━━━ DATA FOR THIS EXERCISE ━━━
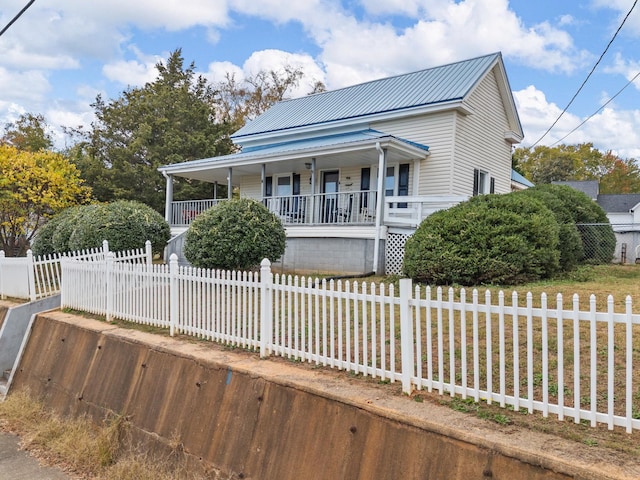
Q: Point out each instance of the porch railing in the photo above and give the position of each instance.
(349, 208)
(343, 208)
(410, 211)
(183, 212)
(340, 208)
━━━
Output every record above exactly, leaving out the pictures.

» SOLUTION:
Q: Point out each instance of the porch railing in the photo above and give the position of each instance.
(349, 208)
(343, 208)
(410, 211)
(183, 212)
(340, 208)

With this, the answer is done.